◆ **Set of tasks**
**a)** Summarize the code excerpt in two sentences.
**b)** Reproduce verbatim the part of the code excerpt that opens with the words containing "torch.manual_seed(seed)" and closes with "data = HeteroData()".

In [1]:
import os
import random
import numpy as np
import torch
from torch_geometric.data import HeteroData
from neo4j import GraphDatabase

# set seed
seed = 2023
random.seed(seed)
np.random.seed(seed)
torch.manual_seed(seed)
os.environ["PYTHONHASHSEED"] = str(seed)
DATA_PATH = "./data"

URI = "neo4j://localhost"
AUTH = ("neo4j", "password")

In [2]:
with GraphDatabase.driver(URI, auth=AUTH) as driver:
    driver.verify_connectivity()

data = HeteroData()

In [18]:
transaction_index_mappings = {}
account_index_mappings = {}
user_index_mappings = {}
country_index_mappings = {}
lob_index_mappings = {}
sector_index_mappings = {}

In [19]:
def construct_nodes(transactions, users, accounts):#, countries, lobs, sectors):
    data['transaction'].x = []
    for index, t in enumerate(transactions):
        data['transaction'].x.append(list(t[0].values()))
        transaction_index_mappings[t[0]['id']] = index

    data['user'].x = []
    for index, t in enumerate(users):
        data['user'].x.append(list(t[0].values()))

◆ **Data section**
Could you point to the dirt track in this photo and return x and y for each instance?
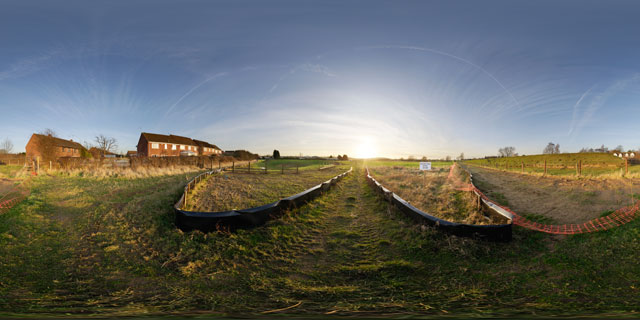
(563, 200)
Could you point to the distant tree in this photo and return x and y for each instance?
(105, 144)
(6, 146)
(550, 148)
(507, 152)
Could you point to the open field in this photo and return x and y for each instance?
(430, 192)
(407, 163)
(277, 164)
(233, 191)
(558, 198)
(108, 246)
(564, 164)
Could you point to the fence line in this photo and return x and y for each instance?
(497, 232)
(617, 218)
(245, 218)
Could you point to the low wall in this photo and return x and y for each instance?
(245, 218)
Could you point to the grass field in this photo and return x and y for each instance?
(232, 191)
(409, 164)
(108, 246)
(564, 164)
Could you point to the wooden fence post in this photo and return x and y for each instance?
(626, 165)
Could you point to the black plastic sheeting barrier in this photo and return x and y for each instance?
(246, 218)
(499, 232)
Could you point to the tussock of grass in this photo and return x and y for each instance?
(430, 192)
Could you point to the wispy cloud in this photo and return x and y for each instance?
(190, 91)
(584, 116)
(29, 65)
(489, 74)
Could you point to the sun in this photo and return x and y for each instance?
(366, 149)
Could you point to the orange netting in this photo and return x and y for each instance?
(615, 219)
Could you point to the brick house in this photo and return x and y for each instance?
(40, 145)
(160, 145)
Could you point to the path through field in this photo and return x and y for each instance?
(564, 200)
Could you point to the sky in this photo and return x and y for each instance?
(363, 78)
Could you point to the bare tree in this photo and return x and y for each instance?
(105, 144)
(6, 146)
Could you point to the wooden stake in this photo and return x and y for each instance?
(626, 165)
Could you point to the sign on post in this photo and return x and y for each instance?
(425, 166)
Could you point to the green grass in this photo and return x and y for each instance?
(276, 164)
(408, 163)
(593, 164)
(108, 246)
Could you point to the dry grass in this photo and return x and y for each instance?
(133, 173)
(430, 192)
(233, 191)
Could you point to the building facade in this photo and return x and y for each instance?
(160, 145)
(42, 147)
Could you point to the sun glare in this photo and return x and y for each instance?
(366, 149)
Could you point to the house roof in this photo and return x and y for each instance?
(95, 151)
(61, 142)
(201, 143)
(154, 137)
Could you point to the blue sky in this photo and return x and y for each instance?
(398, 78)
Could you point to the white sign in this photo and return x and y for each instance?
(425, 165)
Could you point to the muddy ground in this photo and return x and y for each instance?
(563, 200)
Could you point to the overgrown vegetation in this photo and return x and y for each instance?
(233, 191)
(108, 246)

◆ **Results in order**
**a)** The code excerpt imports libraries including HeteroData from PyTorch Geometric and GraphDatabase from the Neo4j driver, sets a seed of 2023 for random, NumPy, PyTorch, and PYTHONHASHSEED, and defines a data path, a Neo4j URI, and authentication credentials. It then verifies connectivity to the database, creates an empty HeteroData object, initializes empty index-mapping dictionaries for transactions, accounts, users, countries, lobs, and sectors, and begins a construct_nodes function that builds feature lists for transaction and user nodes while recording each transaction's index by its id.

**b)**
torch.manual_seed(seed)
os.environ["PYTHONHASHSEED"] = str(seed)
DATA_PATH = "./data"

URI = "neo4j://localhost"
AUTH = ("neo4j", "password")

In [2]:
with GraphDatabase.driver(URI, auth=AUTH) as driver:
    driver.verify_connectivity()

data = HeteroData()